Trecho selecionado:

A colaboração com Soares nas presidenciais de 1986 - que descreveria, num ensaio inesquecível intitulado "Uma aventura com o Dr. Mário Soares" e publicado em novembro de 1991 na revista Kapa - foi apenas um dos passos surpreendentes num ativismo político que começou no início da década de 1960 como estudante de Filosofia (a sua licenciatura) na Faculdade de Letras da Universidade de Lisboa. Logo aí circularia de companhias maoistas para os católicos progressistas - e seria com estes, n'O Tempo e o Modo, ao lado de personalidades como Alçada Baptista ou João Bénard da Costa, que se iniciaria na escrita publicada.

Registos guardados:
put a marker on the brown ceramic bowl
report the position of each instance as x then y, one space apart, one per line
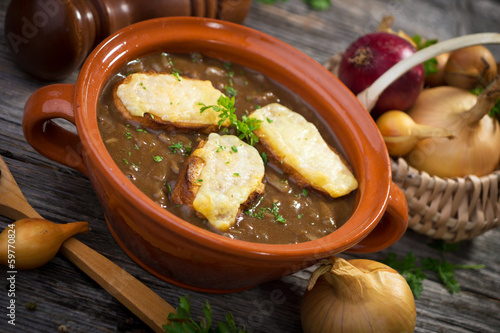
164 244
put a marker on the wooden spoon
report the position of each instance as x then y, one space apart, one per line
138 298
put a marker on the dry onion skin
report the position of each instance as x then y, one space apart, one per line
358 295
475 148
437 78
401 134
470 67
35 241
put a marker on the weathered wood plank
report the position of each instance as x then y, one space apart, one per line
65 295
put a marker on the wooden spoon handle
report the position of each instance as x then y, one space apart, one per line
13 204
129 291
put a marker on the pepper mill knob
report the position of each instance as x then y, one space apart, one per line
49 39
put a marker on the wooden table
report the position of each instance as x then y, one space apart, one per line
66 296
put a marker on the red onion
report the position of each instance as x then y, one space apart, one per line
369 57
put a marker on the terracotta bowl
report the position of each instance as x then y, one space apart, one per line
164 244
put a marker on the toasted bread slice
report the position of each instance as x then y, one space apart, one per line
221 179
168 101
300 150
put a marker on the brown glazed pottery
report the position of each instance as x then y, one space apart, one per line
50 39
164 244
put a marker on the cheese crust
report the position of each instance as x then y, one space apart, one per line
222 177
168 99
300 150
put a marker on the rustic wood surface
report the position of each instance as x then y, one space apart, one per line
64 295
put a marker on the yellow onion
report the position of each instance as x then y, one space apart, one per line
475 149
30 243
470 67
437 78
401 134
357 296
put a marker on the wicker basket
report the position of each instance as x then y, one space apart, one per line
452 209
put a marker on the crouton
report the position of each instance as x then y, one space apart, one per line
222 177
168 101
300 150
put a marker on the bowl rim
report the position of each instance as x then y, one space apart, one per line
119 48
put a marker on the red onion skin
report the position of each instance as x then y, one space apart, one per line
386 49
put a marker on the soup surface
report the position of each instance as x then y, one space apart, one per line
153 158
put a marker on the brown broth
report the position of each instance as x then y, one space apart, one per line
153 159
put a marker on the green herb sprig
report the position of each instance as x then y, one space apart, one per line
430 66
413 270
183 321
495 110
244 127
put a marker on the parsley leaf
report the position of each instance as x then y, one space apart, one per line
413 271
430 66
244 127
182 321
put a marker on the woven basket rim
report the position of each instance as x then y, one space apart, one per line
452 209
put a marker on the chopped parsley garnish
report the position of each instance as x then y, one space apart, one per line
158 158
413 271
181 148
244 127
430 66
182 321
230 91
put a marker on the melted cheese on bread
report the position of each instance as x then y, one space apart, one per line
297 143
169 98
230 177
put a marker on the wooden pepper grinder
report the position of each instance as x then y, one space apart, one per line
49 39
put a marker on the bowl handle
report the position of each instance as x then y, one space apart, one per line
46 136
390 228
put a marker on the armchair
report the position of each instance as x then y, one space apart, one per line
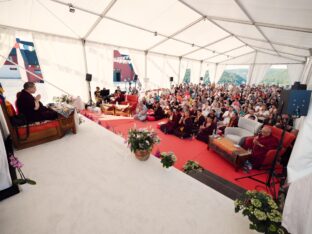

--

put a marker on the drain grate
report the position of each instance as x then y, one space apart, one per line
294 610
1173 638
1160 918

--

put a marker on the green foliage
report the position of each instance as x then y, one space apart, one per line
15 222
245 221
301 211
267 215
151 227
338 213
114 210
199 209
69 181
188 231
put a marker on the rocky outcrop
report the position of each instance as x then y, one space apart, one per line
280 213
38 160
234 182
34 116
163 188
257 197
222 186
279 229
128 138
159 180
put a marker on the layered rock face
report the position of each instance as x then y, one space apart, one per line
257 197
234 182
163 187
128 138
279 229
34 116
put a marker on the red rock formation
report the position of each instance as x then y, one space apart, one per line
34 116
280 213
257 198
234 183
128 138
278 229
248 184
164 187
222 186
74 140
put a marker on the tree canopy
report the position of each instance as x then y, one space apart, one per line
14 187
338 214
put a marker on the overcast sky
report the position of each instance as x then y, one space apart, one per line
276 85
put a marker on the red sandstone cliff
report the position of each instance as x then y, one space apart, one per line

Requisitos do problema:
Responda a estas perguntas sobre o trecho, numerando as respostas da mesma forma:
1. Em que revista e em que mês e ano saiu o ensaio "Uma aventura com o Dr. Mário Soares"?
2. Qual é a licenciatura referida no trecho?
3. Em que publicação teve início a escrita publicada?

Resposta completa:
1. Na revista Kapa, em novembro de 1991.
2. Filosofia.
3. N'O Tempo e o Modo.